→ Exercise goal: Copy the data exactly; pictures stay out of the copy.

=== Section Start ===

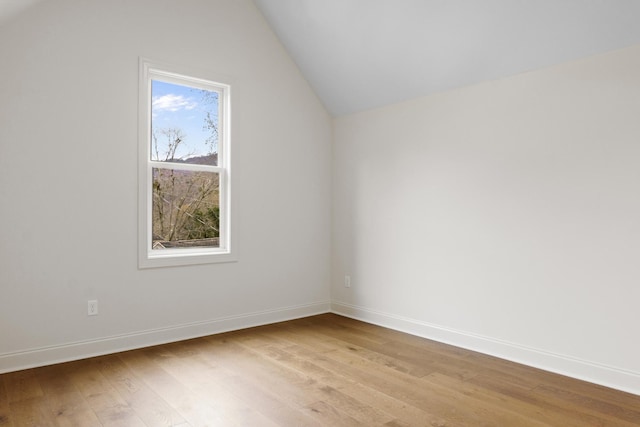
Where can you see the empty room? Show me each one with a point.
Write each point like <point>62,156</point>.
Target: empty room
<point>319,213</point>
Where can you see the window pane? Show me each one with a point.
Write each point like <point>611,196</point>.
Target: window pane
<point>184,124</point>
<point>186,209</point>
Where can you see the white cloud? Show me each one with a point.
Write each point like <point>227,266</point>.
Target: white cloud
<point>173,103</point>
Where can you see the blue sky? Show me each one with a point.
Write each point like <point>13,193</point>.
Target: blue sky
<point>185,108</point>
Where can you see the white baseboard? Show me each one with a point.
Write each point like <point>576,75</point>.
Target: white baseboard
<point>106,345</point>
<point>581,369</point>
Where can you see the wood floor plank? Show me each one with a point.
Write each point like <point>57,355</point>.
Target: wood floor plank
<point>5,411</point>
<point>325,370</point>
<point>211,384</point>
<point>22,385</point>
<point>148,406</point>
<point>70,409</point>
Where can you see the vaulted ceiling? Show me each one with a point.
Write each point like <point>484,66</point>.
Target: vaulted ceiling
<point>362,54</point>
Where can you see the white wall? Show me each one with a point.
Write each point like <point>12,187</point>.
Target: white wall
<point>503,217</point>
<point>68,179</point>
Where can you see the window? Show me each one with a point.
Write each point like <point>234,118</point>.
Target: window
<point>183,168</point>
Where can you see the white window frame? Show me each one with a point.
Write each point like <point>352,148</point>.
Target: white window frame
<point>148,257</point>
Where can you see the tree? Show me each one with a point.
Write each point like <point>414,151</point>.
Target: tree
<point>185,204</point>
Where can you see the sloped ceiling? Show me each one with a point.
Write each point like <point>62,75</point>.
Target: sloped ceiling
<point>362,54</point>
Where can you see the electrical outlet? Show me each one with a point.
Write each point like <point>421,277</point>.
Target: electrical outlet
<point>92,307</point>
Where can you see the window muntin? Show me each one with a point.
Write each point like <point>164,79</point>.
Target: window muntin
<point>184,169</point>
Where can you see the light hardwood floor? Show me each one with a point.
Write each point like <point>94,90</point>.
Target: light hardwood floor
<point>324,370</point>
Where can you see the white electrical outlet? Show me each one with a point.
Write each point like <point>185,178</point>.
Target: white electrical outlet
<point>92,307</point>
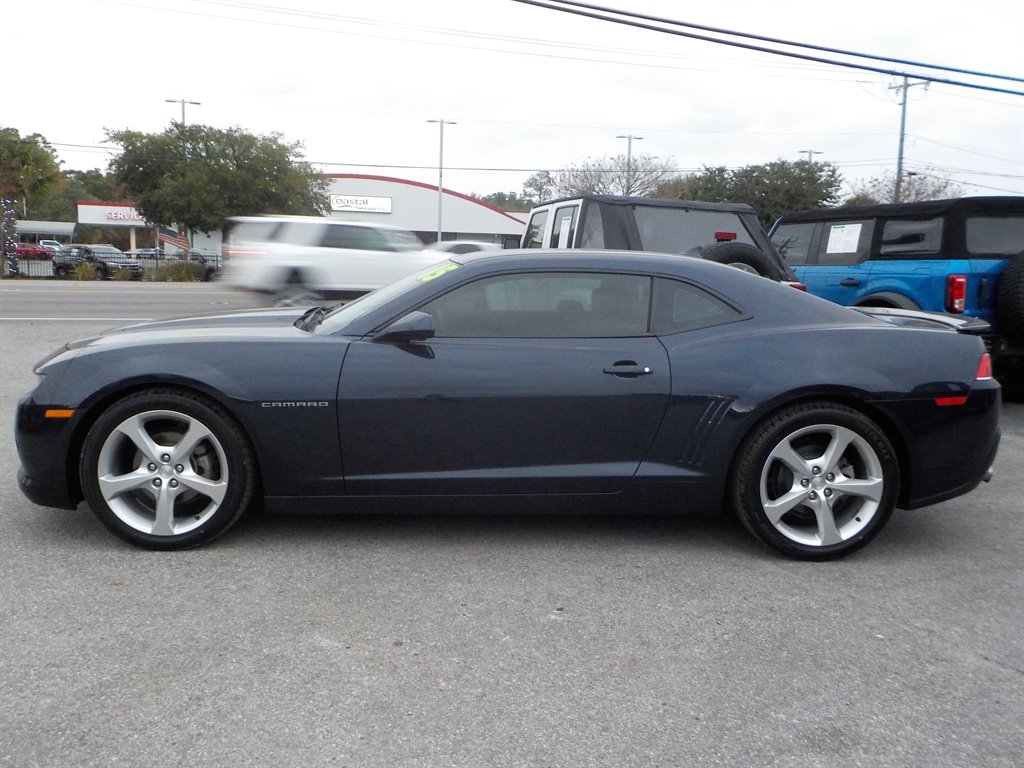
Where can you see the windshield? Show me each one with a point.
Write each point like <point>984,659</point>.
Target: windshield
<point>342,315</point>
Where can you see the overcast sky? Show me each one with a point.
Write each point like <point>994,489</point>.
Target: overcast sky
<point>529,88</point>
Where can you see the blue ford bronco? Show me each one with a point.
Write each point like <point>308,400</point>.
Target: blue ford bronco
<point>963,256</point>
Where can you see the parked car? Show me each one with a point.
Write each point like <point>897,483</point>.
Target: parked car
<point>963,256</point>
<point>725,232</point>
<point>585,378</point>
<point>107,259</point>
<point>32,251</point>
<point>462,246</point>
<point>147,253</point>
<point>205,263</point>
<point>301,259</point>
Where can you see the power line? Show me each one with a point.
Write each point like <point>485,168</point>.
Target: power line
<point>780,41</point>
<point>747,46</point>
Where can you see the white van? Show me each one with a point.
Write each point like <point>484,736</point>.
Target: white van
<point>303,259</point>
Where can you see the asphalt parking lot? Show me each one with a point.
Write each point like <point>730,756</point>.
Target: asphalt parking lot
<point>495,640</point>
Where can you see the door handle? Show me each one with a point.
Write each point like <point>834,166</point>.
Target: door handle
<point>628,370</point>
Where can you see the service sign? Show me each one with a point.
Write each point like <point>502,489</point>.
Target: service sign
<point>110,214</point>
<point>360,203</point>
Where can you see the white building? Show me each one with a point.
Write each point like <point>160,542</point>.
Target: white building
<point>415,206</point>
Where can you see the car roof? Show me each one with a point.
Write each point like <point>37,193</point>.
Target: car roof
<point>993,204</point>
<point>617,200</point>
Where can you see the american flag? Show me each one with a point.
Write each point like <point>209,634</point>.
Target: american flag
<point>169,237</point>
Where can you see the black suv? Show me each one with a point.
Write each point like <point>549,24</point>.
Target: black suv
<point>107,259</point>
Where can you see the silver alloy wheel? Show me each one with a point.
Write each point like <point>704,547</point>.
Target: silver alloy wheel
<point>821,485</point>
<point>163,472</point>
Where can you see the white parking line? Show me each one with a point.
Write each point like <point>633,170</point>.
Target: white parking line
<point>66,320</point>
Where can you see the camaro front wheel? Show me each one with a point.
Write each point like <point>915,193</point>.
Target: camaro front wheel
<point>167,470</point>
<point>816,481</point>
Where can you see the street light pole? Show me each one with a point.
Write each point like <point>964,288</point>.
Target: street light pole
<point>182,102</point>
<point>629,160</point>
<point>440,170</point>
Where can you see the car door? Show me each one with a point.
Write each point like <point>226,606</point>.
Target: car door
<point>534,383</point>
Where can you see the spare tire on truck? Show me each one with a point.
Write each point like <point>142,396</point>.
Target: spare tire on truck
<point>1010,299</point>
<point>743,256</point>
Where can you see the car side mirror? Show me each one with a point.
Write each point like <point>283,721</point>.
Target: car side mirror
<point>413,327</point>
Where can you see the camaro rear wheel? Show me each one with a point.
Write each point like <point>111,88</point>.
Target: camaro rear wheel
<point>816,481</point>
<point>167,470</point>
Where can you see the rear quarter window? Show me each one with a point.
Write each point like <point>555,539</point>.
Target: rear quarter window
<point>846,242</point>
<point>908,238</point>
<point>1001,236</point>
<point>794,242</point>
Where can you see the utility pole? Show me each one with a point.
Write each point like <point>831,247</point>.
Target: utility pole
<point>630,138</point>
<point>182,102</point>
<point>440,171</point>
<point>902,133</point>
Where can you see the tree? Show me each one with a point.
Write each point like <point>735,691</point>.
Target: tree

=== Section End ===

→ Result below:
Where can you see the empty room? Show me each one with a point.
Write each point like <point>62,156</point>.
Target: empty room
<point>319,213</point>
Where can you see the window pane? Show me each one with a point.
Write each point like <point>611,196</point>.
Target: window pane
<point>184,124</point>
<point>186,209</point>
Where can you see the white cloud? Show me each one with a point.
Write each point like <point>227,266</point>.
Target: white cloud
<point>173,103</point>
Where can you see the blue sky? Show me each one with a point.
Write each point like <point>13,193</point>.
Target: blue sky
<point>185,108</point>
Where can you see the white baseboard? Show me each one with a point.
Write each point like <point>576,75</point>.
Target: white baseboard
<point>106,345</point>
<point>581,369</point>
Where can you see the wood floor plank? Show me each one with a point.
Write each point like <point>57,355</point>.
Target: wood floor plank
<point>5,411</point>
<point>325,370</point>
<point>211,384</point>
<point>22,385</point>
<point>148,406</point>
<point>70,409</point>
Where can you see the vaulted ceiling? Show me each one with a point.
Write each point like <point>484,66</point>.
Target: vaulted ceiling
<point>362,54</point>
Where can you see the white wall? Show me each one with a point.
Write each point like <point>12,187</point>.
Target: white wall
<point>503,217</point>
<point>68,179</point>
Where can you see the window? Show me each one with a point.
Write each point like <point>234,118</point>.
Target: window
<point>183,168</point>
Where can you see the white window frame? Show me each one with a point.
Write each point like <point>352,148</point>.
Target: white window frame
<point>148,257</point>
Where can you see the tree? Show me each one with a point.
Write each point like <point>414,151</point>.
Target: tree
<point>185,204</point>
Where can you see the sloped ceiling? Show me each one with a point.
Write each point like <point>62,75</point>.
Target: sloped ceiling
<point>362,54</point>
Where can you see the electrical outlet? Show me each one with a point.
Write each point like <point>421,277</point>.
Target: electrical outlet
<point>92,307</point>
Where can you see the window muntin? Show me each one with a point.
Write each point like <point>164,79</point>.
Target: window muntin
<point>184,169</point>
Where can you see the light hardwood floor? Show me each one with a point.
Write each point like <point>94,90</point>.
Target: light hardwood floor
<point>324,370</point>
Where can you see the white electrical outlet? Show me each one with a point.
Write each point like <point>185,178</point>.
Target: white electrical outlet
<point>92,307</point>
Where can you see the windshield? Show me each one with a point.
Write each point like <point>984,659</point>.
Target: windshield
<point>342,315</point>
Where can you see the overcast sky? Show me each one with a point.
Write each point like <point>994,489</point>.
Target: overcast sky
<point>529,88</point>
Where can you see the blue ford bronco? Show me each one with a point.
Write each point like <point>308,400</point>.
Target: blue ford bronco
<point>963,256</point>
Where can you see the parked car? Show me each one with a point.
Write each point like <point>897,483</point>.
Target: parked car
<point>963,256</point>
<point>725,232</point>
<point>585,378</point>
<point>107,259</point>
<point>32,251</point>
<point>462,246</point>
<point>147,253</point>
<point>205,263</point>
<point>301,259</point>
Where can you see the power line? Show me each one with a point.
Write each point like <point>485,168</point>.
Target: power line
<point>780,41</point>
<point>747,46</point>
Where can you see the white van? Show me each one with a point.
Write each point like <point>484,736</point>.
Target: white van
<point>303,259</point>
Where can you see the asphalt parking lot? Show me each one with a point.
Write each point like <point>730,756</point>.
Target: asphalt parking lot
<point>495,640</point>
Where can you see the door handle? Show me each one with a point.
Write each point like <point>834,166</point>.
Target: door handle
<point>628,370</point>
Where can you see the service sign? Show me each one with a point.
Write each point like <point>502,489</point>.
Target: service sign
<point>110,214</point>
<point>360,203</point>
Where can you see the white building? Show me each one with a point.
Write each point like <point>160,542</point>.
Target: white building
<point>415,206</point>
Where can you see the car roof? Show me each one with a point.
Write each point like <point>37,193</point>.
Target: car roof
<point>993,204</point>
<point>617,200</point>
Where can you see the american flag? Show me each one with a point.
Write each point like <point>209,634</point>.
Target: american flag
<point>169,237</point>
Where can you see the black suv? Show me each one with a point.
Write each point like <point>549,24</point>.
Target: black suv
<point>107,259</point>
Where can you see the silver alloy wheel? Show me each one with a point.
Write each point like <point>704,547</point>.
Target: silver alloy wheel
<point>821,485</point>
<point>163,472</point>
Where can you see the white parking line? Show me each one with a point.
Write each point like <point>633,170</point>.
Target: white parking line
<point>66,320</point>
Where can you see the camaro front wheel? Show me each one with a point.
Write each point like <point>915,193</point>.
Target: camaro front wheel
<point>167,470</point>
<point>816,481</point>
Where can you see the street light pole? Show me each one with a point.
Write each point like <point>964,288</point>.
Target: street light pole
<point>182,102</point>
<point>629,160</point>
<point>440,170</point>
Where can you see the car door? Show me each one with a point.
Write each point like <point>226,606</point>.
Target: car door
<point>534,383</point>
Where can you see the spare tire on truck? Show me each one with a point.
Write each point like <point>142,396</point>.
Target: spare tire on truck
<point>1010,299</point>
<point>743,256</point>
Where can you see the car side mirror? Show me each one with a point.
Write each point like <point>283,721</point>.
Target: car side mirror
<point>413,327</point>
Where can you see the camaro rear wheel? Show me each one with a point.
Write each point like <point>111,88</point>.
Target: camaro rear wheel
<point>816,481</point>
<point>167,470</point>
Where can you see the rear quarter window? Show me each one with a point.
Write each point like <point>555,539</point>.
Target: rear quarter window
<point>846,242</point>
<point>908,238</point>
<point>1001,236</point>
<point>794,242</point>
Where can you see the utility pole? Show me each one with a point.
Write each point like <point>831,247</point>.
Target: utility pole
<point>630,138</point>
<point>182,102</point>
<point>440,171</point>
<point>902,133</point>
Where can you see the tree? Show me each one with a point.
Write each point like <point>735,691</point>.
Target: tree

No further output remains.